## start SUPPLIED ENTRIES

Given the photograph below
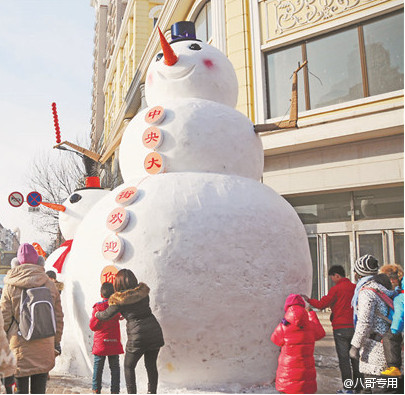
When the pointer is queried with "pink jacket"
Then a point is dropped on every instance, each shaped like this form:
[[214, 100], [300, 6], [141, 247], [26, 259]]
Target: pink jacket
[[296, 336], [107, 335]]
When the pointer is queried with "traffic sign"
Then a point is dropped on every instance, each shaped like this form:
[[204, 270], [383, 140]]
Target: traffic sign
[[34, 199], [16, 199]]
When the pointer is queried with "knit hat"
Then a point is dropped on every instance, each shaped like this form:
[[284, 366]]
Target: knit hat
[[366, 265], [14, 263], [293, 299], [27, 254]]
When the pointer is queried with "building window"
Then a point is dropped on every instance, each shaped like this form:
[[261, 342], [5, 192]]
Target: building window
[[353, 63], [203, 23], [336, 207], [379, 203]]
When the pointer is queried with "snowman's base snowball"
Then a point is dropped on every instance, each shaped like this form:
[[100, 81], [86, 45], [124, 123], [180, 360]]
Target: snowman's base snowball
[[220, 254]]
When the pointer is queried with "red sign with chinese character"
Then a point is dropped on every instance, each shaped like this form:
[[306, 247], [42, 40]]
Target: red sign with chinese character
[[153, 163], [108, 274], [155, 115], [117, 219], [152, 137], [127, 196], [112, 248]]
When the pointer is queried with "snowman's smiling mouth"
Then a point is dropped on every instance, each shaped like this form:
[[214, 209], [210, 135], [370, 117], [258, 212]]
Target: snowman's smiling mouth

## end SUPPLIED ENTRIES

→ **EXERCISE OBJECTIVE**
Transcribe every record above exactly as written, leaving out any pictures.

→ **RESPONSE TO THIS TASK**
Given the photograph below
When the pointer is queried with "pink jacket"
Then a point is dropped on every instance, each shaped like this form:
[[214, 100], [300, 6], [141, 247], [26, 259]]
Target: pink jacket
[[296, 336], [107, 335]]
When the pointer is queried with "traffic sign"
Then a point is dropped on every instance, each shaped like this form:
[[204, 270], [383, 140]]
Target: traffic sign
[[34, 199], [16, 199]]
When the pointer is queried with "knit hat"
Then a point is dropped on every instance, each shaped like this form:
[[284, 366]]
Target: knit hat
[[366, 265], [14, 263], [293, 299], [27, 254]]
When the pointer is queried with "building window"
Then a point is dropped on every instance, each shaped like this form:
[[261, 342], [5, 192]]
Target: building window
[[353, 63], [203, 23], [336, 207], [379, 203]]
When the pointer is queried with "snowman's base snowball"
Then a point is dropped on every instance, each shaped like this form:
[[100, 81], [86, 45], [124, 123], [180, 360]]
Target: snowman's base snowball
[[220, 254]]
When the pointer is queried with "red sign with chinese character"
Then a point is dropped on every instance, each shaped like this form:
[[306, 247], [42, 40]]
Target: red sign with chinese character
[[153, 163], [108, 274], [155, 115], [117, 219], [152, 137], [127, 196], [112, 248]]
When the pointer is queried with "snowman's smiling mouth"
Then a point is dropped on every instance, each shaped like this form:
[[214, 209], [210, 135], [370, 117], [258, 212]]
Target: snowman's smiling mouth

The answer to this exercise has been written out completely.